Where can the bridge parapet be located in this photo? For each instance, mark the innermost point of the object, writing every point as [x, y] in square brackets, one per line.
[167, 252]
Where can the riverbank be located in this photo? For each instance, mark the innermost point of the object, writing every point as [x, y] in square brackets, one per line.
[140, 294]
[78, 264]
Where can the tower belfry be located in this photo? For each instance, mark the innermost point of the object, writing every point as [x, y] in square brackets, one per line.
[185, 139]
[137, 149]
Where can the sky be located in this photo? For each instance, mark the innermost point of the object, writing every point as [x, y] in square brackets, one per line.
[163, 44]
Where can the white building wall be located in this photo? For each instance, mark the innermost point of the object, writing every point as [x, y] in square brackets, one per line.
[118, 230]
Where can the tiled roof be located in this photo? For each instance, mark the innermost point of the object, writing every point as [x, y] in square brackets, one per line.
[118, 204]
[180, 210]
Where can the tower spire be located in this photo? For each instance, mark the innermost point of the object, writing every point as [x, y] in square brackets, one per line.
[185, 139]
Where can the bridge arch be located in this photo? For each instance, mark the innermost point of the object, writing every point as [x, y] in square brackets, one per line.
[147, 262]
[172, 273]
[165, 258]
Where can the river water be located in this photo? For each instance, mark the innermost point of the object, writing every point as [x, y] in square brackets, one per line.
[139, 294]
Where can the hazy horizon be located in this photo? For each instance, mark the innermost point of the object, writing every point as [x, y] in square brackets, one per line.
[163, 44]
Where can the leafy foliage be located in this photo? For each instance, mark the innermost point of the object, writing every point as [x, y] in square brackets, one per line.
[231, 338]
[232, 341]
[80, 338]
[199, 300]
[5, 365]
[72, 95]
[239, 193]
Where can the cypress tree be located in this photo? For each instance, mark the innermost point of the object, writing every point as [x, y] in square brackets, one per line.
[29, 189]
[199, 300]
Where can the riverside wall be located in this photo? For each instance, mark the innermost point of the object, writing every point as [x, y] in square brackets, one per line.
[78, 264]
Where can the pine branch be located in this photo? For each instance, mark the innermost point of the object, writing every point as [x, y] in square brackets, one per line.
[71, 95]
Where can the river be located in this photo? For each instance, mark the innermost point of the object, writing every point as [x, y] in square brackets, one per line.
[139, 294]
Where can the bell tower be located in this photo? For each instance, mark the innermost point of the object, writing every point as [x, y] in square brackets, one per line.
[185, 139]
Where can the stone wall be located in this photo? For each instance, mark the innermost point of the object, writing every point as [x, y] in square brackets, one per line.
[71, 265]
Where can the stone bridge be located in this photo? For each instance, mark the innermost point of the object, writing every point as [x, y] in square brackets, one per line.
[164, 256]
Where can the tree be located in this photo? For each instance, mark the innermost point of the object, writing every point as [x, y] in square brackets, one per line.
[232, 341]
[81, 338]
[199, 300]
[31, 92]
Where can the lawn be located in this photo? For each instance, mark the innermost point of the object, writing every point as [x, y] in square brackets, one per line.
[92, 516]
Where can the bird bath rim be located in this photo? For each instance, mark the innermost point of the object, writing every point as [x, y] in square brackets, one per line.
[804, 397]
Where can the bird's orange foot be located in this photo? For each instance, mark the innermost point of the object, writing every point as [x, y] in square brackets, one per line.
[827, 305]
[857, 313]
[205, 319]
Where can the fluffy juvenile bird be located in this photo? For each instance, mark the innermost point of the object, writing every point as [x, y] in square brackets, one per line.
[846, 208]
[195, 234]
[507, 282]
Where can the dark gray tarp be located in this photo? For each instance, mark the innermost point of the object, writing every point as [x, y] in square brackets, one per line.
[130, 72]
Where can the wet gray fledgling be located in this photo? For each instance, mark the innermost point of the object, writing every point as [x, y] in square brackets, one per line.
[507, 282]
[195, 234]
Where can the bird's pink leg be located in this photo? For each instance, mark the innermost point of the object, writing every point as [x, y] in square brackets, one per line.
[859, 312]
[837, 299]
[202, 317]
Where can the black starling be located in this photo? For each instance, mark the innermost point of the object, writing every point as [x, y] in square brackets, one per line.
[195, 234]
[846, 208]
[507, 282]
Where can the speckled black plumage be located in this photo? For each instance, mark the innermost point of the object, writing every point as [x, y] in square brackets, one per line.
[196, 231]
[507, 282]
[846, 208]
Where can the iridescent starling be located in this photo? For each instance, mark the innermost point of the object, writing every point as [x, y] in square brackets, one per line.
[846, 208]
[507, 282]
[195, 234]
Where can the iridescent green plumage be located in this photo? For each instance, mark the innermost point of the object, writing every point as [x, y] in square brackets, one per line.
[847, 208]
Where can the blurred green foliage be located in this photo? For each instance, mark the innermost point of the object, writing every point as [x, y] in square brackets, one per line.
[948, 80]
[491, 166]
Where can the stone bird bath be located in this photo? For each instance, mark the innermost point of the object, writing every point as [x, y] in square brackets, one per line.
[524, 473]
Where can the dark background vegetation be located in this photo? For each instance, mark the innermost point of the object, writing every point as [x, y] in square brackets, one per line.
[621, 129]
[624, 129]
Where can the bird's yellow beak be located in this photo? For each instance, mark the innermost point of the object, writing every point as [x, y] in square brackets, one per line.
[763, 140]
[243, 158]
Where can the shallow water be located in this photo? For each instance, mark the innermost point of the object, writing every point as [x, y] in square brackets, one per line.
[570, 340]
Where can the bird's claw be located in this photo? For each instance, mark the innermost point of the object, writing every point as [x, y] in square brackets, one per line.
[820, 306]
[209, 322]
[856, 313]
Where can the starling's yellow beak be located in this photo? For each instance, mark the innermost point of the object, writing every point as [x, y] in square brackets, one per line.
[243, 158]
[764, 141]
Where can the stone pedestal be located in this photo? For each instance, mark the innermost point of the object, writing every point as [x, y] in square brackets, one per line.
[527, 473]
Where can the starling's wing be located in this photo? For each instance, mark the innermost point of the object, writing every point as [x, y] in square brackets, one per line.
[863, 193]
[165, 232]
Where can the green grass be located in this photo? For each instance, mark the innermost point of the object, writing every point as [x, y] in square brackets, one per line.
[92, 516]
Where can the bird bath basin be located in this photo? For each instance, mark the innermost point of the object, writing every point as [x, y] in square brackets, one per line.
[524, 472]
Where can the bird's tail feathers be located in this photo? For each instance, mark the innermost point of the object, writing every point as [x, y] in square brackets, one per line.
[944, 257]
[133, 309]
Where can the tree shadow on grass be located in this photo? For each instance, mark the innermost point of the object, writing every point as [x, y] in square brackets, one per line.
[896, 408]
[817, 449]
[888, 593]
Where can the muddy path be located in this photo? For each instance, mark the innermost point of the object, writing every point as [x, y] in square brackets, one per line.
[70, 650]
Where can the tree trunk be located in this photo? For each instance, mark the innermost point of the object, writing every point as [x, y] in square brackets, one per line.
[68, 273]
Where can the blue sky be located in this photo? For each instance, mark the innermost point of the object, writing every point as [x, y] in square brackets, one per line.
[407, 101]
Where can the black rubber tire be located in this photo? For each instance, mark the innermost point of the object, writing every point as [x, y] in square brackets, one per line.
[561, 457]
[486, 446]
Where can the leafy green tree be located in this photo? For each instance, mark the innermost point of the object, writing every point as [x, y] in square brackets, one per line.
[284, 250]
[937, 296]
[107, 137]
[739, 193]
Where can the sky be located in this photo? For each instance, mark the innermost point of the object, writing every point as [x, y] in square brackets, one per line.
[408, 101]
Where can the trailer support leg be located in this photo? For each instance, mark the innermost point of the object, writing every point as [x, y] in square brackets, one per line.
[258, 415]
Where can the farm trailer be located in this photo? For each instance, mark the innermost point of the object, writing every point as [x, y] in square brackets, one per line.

━━━━━━━━━━━━━━━━

**WORK TO COMPLETE**
Output all entries exactly as given above.

**SOLVED PROBLEM**
Where can the bridge parapet be located in this photo? For each instance, mark the innermost point of the object, writing every point as [x, y] in square brackets, one per line.
[167, 252]
Where can the riverbank be located in this photo? For each instance, mark the innermost point of the object, writing every point as [x, y] in square brackets, one per line.
[140, 294]
[78, 264]
Where can the tower belfry be located in this photo? For each instance, mark the innermost point of the object, writing every point as [x, y] in square brackets, one per line.
[185, 139]
[137, 149]
Where can the sky be located in this photo? For each instance, mark the innermost point of the object, writing every point as [x, y] in square brackets, one per line.
[163, 44]
Where can the white building wall be located in this photo? For each instance, mark the innermost point of the object, writing every point as [x, y] in square brackets, one per line.
[118, 230]
Where can the tiled roof be located in this photo? For each instance, mark the innermost point of the object, writing every point as [x, y] in square brackets, one per line.
[118, 204]
[180, 210]
Where can the tower spire be located in this photo? For each instance, mark the innermost point of the object, writing every point as [x, y] in square brackets, one per line.
[185, 139]
Where can the bridge arch be located in this photo? For each instance, mark the innermost point of the object, writing every point as [x, y] in square brackets, one per line.
[147, 262]
[172, 273]
[165, 258]
Where can the river water be located in this photo? For each instance, mark the innermost point of the object, writing every point as [x, y] in square brackets, one per line.
[139, 294]
Where can the hazy horizon be located in this photo? For each instance, mark the innermost point of the object, writing every point as [x, y] in square brackets, one per line.
[163, 44]
Where can the leafy foliage be located in this photo? For each instance, mark the innermost point of the object, writing every point as [x, y] in square brackets, one per line.
[231, 338]
[232, 341]
[80, 338]
[199, 300]
[5, 365]
[72, 95]
[239, 193]
Where can the cypress tree be located in this photo? For each instance, mark the innermost point of the object, writing every point as [x, y] in square brackets, one per line.
[29, 189]
[199, 300]
Where can the riverside wall be located in this photo? For each instance, mark the innermost point of the object, writing every point as [x, y] in square brackets, one per line.
[78, 264]
Where can the pine branch be located in this photo? For each instance, mark the innermost point of the object, writing every point as [x, y] in square brackets, one per line.
[71, 95]
Where can the river be located in this photo? For each instance, mark the innermost point of the object, writing every point as [x, y] in square brackets, one per line.
[139, 294]
Where can the bell tower be located in this photo? For each instance, mark the innermost point of the object, writing every point as [x, y] in square brackets, one per line.
[185, 139]
Where can the stone wall be located in this photo? For each instance, mark the innermost point of the object, writing every point as [x, y] in square brackets, one per line.
[71, 265]
Where can the stone bridge be located in this photo? For each instance, mark the innermost point of the object, writing every point as [x, y] in square brackets, one per line.
[164, 256]
Where can the tree be located in this photo? For each instance, mark the innermost point of the object, writing every point as [x, y] in square brackets, one per line.
[232, 341]
[81, 338]
[199, 300]
[31, 92]
Where can the lawn be located in this photo? For each instance, mark the innermost point of the object, writing every point as [x, y] in square brackets, one per line.
[92, 516]
Where can the bird bath rim be located in this photo? For each instance, mark the innermost point of the object, writing every point as [x, y] in square brackets, one per line.
[804, 397]
Where can the bird's orange foot be located in this photo? For each instance, mark the innermost point of the object, writing every point as [x, y] in square brackets, one per line.
[827, 305]
[857, 313]
[205, 319]
Where can the fluffy juvenile bird be located in this photo? For each instance, mark the innermost point of the object, writing every point as [x, y] in square brackets, one per line.
[846, 208]
[195, 234]
[507, 282]
Where can the dark gray tarp be located in this photo? For each instance, mark the innermost point of the object, writing every point as [x, y] in square brackets, one per line.
[130, 72]
Where can the wet gray fledgling be located in this photo? For each instance, mark the innermost point of the object, writing every point as [x, y] in square brackets, one per line.
[507, 282]
[195, 234]
Where can the bird's pink leg be located in this photo? For each instance, mark the innermost point of the object, writing every point as [x, y] in square brackets, one per line.
[859, 312]
[837, 299]
[202, 317]
Where can the black starling be located in this photo? For each instance, mark the innermost point of the object, writing every point as [x, y] in square brackets, one per line.
[195, 234]
[846, 208]
[507, 282]
Where can the speckled black plumage be located in this photo? For each instance, mark the innermost point of the object, writing every point as [x, y] in square brackets, one per line.
[196, 231]
[507, 282]
[846, 208]
Where can the iridescent starling be located in this photo? For each instance, mark the innermost point of the object, writing every point as [x, y] in square brackets, one per line.
[846, 208]
[507, 282]
[195, 234]
Where can the iridescent green plumage be located in this photo? For each instance, mark the innermost point of the object, writing every point as [x, y] in square brackets, one per line.
[847, 208]
Where can the blurred green foliage be located in this photo? For each instance, mark the innermost point of the object, writing every point as [x, y] in square brackets, one per line.
[948, 80]
[491, 166]
Where can the stone bird bath be located in this photo? For each instance, mark the innermost point of the object, writing every point as [x, y] in square brackets, one per line.
[524, 473]
Where can the dark background vegetation be located in this photo? For each instance, mark the innermost point of the object, writing every point as [x, y] in square brackets, one per line.
[621, 129]
[624, 129]
Where can the bird's yellow beak be located in this photo? For each instance, mark the innermost point of the object, writing every point as [x, y] in square brackets, one per line.
[763, 140]
[243, 158]
Where can the shallow water be located in this photo? For each instance, mark the innermost point of the object, writing every point as [x, y] in square brackets, one per line.
[570, 340]
Where can the bird's claw be located in this photo? For each instance, mark the innermost point of the object, writing every point as [x, y] in square brackets, one per line.
[820, 306]
[209, 322]
[856, 313]
Where can the starling's yellow beak be located in this photo? For each instance, mark the innermost point of the object, writing every point as [x, y] in square brackets, one per line.
[243, 158]
[764, 141]
Where can the stone pedestal be located in this photo? For each instance, mark the innermost point of the object, writing every point as [x, y] in square brackets, one per line.
[527, 473]
Where can the starling's wing be located in this photo? For each instance, mark the innermost point of the object, writing every point as [x, y] in square brackets, one per line.
[863, 193]
[165, 232]
Where can the green grass be located in this photo? For each instance, mark the innermost point of the object, writing every point as [x, y] in square brackets, one per line.
[92, 516]
Where can the bird bath basin be located in this photo? For each instance, mark the innermost point of the object, writing every point as [x, y] in square brackets, one per line.
[524, 472]
Where can the bird's tail feathers be located in this photo? For each instance, mark the innermost point of the object, writing every point as [x, y] in square brackets, one per line.
[944, 257]
[133, 309]
Where can the tree shadow on grass be located in this photo? For each instance, mark the innermost point of the object, writing every point as [x, y] in square brackets, one per line.
[896, 408]
[817, 449]
[888, 593]
Where can the muddy path be located in this photo? For each instance, mark the innermost point of the object, writing every point as [x, y] in square brackets, one per line.
[70, 650]
Where can the tree trunk be located in this photo? For each instance, mark the innermost point of the object, writing every point as [x, y] in square brackets, one per line.
[68, 273]
Where can the blue sky be located in this photo? For each instance, mark the innermost point of the object, writing every point as [x, y] in square brackets, one per line.
[407, 101]
Where can the black rubber tire be located in this photo? For each instance, mark the innermost point of the object, writing every point as [x, y] in square brackets, one per line.
[561, 457]
[486, 446]
Where can the leafy green tree be located in this photo? For each instance, mark the innermost point of the object, writing every point as [x, y] in square brackets, one per line.
[284, 250]
[937, 296]
[107, 137]
[739, 193]
Where can the sky be located in this photo? For each instance, mark the innermost point of the object, writing every point as [x, y] in square brackets, one per line.
[408, 101]
Where can the trailer support leg be located in this photo? For each instance, mark the innermost point of the object, writing every point as [x, y] in square brackets, one per line.
[258, 415]
Where can the farm trailer be located in this photo? For each instance, mark the innermost point of the object, writing every point as [x, y] in square brackets, one per line.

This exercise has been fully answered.